Problem:
Without altering anything, repeat each of the records.

Source records:

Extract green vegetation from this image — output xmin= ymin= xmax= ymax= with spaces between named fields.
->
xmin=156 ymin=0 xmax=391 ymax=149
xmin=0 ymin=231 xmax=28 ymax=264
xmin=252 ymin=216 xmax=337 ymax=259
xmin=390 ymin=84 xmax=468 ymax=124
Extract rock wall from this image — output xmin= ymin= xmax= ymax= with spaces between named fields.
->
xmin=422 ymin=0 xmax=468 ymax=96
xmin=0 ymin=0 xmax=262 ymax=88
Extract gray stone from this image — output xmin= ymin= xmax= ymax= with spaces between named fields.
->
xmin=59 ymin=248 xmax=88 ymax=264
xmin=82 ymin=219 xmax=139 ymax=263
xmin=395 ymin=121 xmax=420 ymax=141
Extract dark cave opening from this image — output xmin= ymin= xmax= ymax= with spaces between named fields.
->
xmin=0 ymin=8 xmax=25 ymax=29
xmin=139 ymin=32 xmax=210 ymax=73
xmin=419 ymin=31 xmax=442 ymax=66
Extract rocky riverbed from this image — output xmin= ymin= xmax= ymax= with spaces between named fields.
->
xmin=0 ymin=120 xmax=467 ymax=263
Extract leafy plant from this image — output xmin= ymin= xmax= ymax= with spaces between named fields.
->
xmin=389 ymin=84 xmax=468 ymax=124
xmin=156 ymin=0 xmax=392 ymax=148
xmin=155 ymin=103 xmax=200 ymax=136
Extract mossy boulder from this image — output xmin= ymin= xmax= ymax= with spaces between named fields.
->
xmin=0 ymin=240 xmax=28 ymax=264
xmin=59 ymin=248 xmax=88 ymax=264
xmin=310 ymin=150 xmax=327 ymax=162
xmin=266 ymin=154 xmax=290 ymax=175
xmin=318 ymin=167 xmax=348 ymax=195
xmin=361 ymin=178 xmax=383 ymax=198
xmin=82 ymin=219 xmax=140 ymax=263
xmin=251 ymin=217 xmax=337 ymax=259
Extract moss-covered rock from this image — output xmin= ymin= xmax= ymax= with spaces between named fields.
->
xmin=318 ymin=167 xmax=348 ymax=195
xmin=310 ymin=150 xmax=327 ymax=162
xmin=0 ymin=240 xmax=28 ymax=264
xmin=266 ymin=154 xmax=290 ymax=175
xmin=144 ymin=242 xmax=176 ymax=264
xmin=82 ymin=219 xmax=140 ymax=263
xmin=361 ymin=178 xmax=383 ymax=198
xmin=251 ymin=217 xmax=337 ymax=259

Answer for this exercise:
Extract green vegetation from this image — output xmin= ymin= xmax= ymax= with spaces between named fields.
->
xmin=156 ymin=0 xmax=391 ymax=149
xmin=0 ymin=231 xmax=28 ymax=264
xmin=252 ymin=216 xmax=337 ymax=259
xmin=390 ymin=84 xmax=468 ymax=124
Extract rock wall from this image — output xmin= ymin= xmax= ymax= with spaces between named fields.
->
xmin=422 ymin=0 xmax=468 ymax=96
xmin=0 ymin=0 xmax=262 ymax=88
Extract gray stone from this image — output xmin= ymin= xmax= ymax= with spaces between named fields.
->
xmin=59 ymin=248 xmax=88 ymax=264
xmin=82 ymin=219 xmax=139 ymax=263
xmin=395 ymin=121 xmax=420 ymax=141
Extract dark cave opening from this image — output xmin= ymin= xmax= ymax= with spaces between named fields.
->
xmin=0 ymin=8 xmax=25 ymax=29
xmin=139 ymin=32 xmax=210 ymax=73
xmin=419 ymin=31 xmax=442 ymax=66
Extract rocky riverbed from this image — output xmin= ymin= xmax= ymax= with spaces between named fields.
->
xmin=0 ymin=120 xmax=467 ymax=263
Extract leafy plant from this image — output xmin= ymin= xmax= ymax= with spaces between named fields.
->
xmin=389 ymin=84 xmax=468 ymax=124
xmin=156 ymin=0 xmax=392 ymax=148
xmin=155 ymin=103 xmax=200 ymax=136
Extract mossy boulder from this image — output xmin= ymin= xmax= ymax= with spaces between named fields.
->
xmin=0 ymin=240 xmax=28 ymax=264
xmin=59 ymin=248 xmax=88 ymax=264
xmin=310 ymin=150 xmax=327 ymax=162
xmin=266 ymin=154 xmax=290 ymax=175
xmin=318 ymin=167 xmax=348 ymax=195
xmin=361 ymin=178 xmax=383 ymax=198
xmin=82 ymin=219 xmax=140 ymax=263
xmin=251 ymin=217 xmax=337 ymax=259
Extract moss-covered rock from this image — output xmin= ymin= xmax= ymax= with spaces between named fields.
->
xmin=318 ymin=167 xmax=348 ymax=195
xmin=310 ymin=150 xmax=327 ymax=162
xmin=0 ymin=240 xmax=28 ymax=264
xmin=266 ymin=154 xmax=290 ymax=175
xmin=144 ymin=242 xmax=176 ymax=264
xmin=82 ymin=219 xmax=140 ymax=263
xmin=361 ymin=178 xmax=383 ymax=198
xmin=251 ymin=217 xmax=337 ymax=259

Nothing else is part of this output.